Copy out the material word for word, starting at its beginning and going on through the line that contains "positive clicks: (42, 30) (35, 28) (32, 30)", and leave out any pictures.
Start of Supplied data
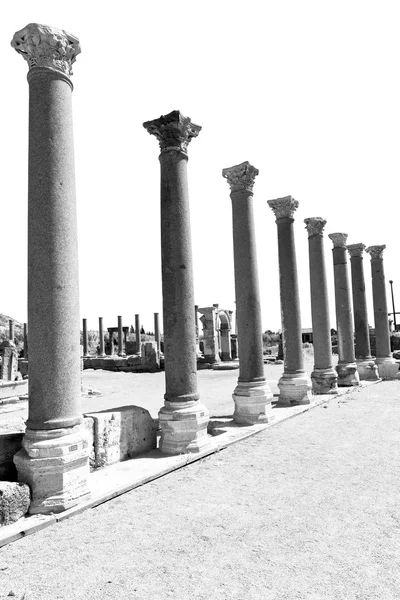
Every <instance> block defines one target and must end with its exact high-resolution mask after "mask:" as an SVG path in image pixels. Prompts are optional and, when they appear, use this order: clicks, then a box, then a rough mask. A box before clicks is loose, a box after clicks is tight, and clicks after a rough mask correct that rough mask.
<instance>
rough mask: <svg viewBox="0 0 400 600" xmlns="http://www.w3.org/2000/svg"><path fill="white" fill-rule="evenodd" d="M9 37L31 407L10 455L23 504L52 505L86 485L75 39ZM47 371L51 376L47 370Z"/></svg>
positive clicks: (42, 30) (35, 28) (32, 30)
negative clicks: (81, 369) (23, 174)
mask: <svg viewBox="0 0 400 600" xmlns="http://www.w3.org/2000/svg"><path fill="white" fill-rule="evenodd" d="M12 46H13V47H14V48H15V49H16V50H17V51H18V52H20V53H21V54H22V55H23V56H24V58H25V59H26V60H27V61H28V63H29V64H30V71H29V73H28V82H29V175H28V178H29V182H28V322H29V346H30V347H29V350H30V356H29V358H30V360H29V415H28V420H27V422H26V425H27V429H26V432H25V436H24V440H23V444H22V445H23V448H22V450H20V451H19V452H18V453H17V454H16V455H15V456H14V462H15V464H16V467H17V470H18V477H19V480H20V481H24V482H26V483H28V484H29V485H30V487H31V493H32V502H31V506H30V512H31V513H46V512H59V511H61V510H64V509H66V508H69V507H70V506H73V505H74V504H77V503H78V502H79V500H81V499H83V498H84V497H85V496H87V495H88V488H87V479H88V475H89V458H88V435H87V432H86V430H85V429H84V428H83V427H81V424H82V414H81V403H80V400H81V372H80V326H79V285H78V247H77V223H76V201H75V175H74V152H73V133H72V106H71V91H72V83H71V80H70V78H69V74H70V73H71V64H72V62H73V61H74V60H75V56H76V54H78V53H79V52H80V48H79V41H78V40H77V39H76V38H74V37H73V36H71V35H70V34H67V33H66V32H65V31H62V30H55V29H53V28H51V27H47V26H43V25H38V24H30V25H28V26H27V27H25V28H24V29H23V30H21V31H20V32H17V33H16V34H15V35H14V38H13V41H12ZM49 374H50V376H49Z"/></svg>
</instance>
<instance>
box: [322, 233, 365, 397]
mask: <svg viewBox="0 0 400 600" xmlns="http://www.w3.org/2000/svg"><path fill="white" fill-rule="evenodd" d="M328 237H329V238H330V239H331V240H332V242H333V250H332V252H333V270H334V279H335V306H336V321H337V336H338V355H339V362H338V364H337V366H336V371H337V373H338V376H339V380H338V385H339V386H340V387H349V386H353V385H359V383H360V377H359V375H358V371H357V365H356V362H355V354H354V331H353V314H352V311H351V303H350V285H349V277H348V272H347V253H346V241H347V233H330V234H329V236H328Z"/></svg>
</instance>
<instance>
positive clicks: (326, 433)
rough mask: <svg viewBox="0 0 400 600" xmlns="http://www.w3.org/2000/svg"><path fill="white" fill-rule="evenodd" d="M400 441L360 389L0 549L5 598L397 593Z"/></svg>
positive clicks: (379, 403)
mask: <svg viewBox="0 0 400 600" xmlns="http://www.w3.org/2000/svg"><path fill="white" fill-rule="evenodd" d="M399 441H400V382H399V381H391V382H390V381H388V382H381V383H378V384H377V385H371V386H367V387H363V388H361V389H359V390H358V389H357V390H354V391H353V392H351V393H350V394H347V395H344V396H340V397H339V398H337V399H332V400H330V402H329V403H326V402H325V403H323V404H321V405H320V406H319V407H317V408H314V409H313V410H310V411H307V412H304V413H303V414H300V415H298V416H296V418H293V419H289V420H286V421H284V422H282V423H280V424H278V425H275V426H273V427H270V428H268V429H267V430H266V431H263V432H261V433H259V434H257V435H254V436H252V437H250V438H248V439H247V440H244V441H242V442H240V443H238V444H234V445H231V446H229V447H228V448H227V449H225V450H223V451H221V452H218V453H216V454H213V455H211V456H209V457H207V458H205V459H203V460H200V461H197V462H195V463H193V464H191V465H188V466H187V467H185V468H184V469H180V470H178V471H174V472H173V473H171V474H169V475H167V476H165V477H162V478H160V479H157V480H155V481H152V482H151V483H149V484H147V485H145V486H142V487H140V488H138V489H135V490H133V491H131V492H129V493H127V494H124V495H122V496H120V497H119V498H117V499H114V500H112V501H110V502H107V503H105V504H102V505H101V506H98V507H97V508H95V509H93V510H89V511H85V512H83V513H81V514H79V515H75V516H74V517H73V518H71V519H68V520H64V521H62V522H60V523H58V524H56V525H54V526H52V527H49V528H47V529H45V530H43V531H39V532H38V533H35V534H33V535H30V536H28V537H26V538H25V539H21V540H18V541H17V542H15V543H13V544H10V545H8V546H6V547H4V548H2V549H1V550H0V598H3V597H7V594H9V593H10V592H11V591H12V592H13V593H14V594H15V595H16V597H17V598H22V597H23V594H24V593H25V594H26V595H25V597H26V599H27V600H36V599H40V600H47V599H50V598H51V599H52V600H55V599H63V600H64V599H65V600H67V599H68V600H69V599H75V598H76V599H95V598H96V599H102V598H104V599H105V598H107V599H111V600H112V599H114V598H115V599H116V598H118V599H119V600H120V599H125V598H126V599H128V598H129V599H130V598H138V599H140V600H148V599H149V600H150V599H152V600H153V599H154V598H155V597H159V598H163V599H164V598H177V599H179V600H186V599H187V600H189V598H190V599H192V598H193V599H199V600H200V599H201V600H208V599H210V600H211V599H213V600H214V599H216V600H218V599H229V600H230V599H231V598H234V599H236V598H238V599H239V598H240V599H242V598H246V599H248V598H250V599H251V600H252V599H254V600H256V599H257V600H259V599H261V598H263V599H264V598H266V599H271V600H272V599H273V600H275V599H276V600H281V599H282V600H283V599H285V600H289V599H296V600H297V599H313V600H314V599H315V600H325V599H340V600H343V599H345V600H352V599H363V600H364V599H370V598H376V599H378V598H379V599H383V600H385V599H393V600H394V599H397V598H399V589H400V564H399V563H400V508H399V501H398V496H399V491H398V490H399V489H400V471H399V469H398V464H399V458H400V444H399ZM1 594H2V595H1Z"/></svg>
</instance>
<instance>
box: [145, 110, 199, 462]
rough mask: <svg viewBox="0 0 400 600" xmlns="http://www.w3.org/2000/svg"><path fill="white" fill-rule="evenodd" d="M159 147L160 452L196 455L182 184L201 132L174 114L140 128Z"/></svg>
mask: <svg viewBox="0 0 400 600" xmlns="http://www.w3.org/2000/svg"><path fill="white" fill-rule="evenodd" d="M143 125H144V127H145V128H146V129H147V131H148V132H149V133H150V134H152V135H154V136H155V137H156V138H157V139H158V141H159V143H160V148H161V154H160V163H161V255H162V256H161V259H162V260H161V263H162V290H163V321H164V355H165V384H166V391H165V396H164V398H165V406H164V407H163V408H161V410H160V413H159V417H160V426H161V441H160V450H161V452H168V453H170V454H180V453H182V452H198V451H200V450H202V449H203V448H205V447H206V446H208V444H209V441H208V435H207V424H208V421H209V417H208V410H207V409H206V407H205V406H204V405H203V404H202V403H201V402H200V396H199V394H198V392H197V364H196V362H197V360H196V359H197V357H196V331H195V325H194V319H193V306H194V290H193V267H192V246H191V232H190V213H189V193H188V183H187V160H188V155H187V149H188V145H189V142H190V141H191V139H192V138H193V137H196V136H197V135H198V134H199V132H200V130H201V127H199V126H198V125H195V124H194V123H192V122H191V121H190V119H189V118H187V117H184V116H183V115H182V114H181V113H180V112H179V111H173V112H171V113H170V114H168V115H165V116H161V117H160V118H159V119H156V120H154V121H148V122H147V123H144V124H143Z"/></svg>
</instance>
End of Supplied data
# Exercise response:
Every <instance> block defines one target and must end with its exact high-resolution mask after "mask:" as an SVG path in image pixels. Prompts are optional and, when they appear, use this order: clicks, then a box, then a rough mask. A box before clicks is loose, a box after clicks is tight, and clicks after a rough mask correct that rough mask.
<instance>
rough mask: <svg viewBox="0 0 400 600" xmlns="http://www.w3.org/2000/svg"><path fill="white" fill-rule="evenodd" d="M9 37L31 407L10 455L23 504L52 505L86 485L75 39ZM47 371L51 376L47 370Z"/></svg>
positive clicks: (42, 30) (35, 28) (32, 30)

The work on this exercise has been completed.